## Given data
####
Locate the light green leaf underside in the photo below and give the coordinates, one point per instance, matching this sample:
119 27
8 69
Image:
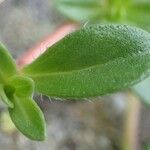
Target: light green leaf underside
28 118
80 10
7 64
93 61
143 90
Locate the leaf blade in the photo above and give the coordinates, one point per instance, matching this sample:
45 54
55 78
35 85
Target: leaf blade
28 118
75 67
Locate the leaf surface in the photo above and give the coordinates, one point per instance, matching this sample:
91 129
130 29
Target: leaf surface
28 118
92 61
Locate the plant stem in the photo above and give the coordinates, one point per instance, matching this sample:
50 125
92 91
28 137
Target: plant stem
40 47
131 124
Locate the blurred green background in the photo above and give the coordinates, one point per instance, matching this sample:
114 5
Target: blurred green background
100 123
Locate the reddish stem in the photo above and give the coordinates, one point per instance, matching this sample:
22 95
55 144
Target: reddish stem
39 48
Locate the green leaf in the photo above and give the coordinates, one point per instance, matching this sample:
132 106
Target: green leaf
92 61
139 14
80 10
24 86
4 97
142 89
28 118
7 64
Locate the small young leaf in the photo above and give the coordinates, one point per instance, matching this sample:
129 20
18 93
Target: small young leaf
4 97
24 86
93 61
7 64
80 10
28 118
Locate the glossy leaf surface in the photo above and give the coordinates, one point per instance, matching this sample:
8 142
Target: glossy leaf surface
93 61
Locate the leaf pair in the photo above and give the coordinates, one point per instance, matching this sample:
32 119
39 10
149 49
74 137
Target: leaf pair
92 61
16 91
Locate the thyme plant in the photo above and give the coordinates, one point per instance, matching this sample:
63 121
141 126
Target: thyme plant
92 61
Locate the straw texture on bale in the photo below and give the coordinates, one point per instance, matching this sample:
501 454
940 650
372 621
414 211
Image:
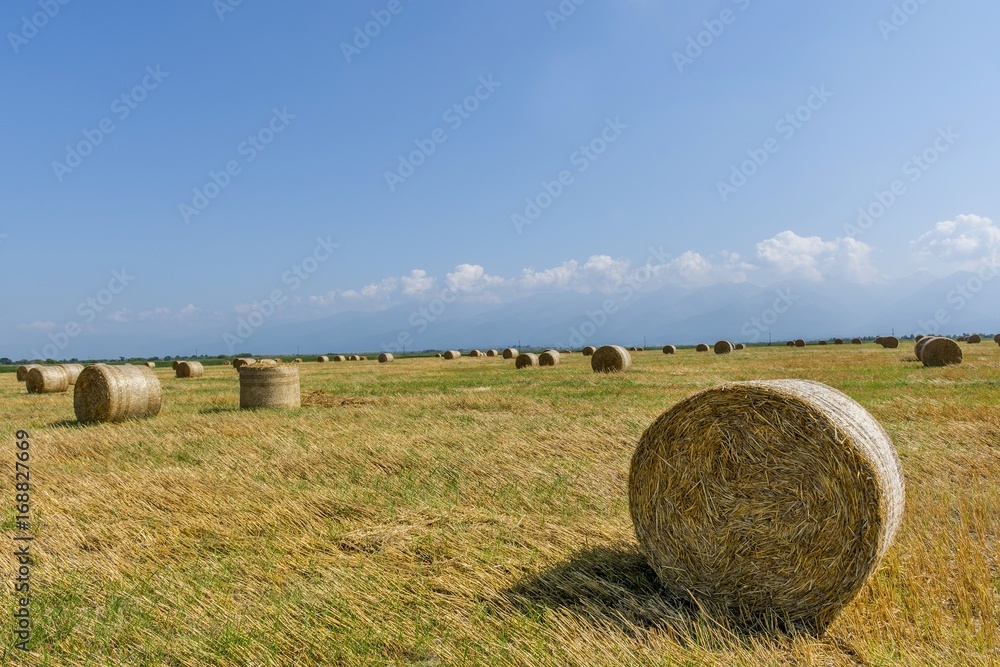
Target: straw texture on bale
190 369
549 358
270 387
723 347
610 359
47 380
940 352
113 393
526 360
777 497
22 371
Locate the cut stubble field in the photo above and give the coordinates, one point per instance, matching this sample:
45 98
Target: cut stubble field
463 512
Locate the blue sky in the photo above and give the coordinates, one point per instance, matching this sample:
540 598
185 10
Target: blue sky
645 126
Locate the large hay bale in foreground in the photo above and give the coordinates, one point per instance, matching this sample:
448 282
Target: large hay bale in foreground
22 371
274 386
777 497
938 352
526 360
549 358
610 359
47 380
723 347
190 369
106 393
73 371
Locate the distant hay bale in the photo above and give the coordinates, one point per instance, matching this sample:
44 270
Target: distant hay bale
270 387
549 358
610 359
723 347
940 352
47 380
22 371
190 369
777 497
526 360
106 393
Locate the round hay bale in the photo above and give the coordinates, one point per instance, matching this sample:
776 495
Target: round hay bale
####
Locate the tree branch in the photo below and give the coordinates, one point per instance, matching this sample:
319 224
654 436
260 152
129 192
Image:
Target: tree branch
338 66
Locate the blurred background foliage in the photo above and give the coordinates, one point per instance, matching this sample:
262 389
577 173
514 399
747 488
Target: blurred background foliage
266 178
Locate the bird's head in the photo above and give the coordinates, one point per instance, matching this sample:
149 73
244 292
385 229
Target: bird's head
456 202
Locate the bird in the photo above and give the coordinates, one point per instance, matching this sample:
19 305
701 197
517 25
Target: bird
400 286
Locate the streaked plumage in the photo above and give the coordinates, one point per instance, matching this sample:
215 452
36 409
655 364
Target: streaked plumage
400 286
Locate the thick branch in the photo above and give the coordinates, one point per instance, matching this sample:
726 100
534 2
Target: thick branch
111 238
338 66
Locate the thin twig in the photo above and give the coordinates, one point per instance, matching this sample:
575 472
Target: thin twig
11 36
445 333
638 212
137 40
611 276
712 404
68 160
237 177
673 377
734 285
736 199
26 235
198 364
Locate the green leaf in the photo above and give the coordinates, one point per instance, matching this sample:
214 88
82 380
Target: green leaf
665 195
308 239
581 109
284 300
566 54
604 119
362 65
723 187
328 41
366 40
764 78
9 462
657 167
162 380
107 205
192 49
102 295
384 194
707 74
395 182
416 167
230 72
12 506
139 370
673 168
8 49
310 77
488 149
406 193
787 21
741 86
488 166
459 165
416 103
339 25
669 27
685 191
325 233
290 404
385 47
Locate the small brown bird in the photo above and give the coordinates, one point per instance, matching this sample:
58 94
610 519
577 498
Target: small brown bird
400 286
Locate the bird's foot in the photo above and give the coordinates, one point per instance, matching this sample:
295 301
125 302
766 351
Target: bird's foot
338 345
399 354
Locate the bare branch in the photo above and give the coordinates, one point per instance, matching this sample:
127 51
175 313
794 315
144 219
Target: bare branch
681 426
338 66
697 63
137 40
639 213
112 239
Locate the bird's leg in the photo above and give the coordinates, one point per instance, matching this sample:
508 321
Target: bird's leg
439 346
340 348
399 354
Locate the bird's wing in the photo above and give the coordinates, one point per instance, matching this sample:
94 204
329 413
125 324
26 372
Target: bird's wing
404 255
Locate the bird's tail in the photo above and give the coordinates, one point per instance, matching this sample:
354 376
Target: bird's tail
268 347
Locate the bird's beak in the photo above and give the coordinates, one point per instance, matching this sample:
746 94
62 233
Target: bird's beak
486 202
####
## Job
Which lines of the material above contain the string "field"? Pull out each of those lines in full, matching the letter case exactly.

## Response
Locate the cut stubble field in the photo above and give the coordinates, one point per instance, matching this sample:
Target: cut stubble field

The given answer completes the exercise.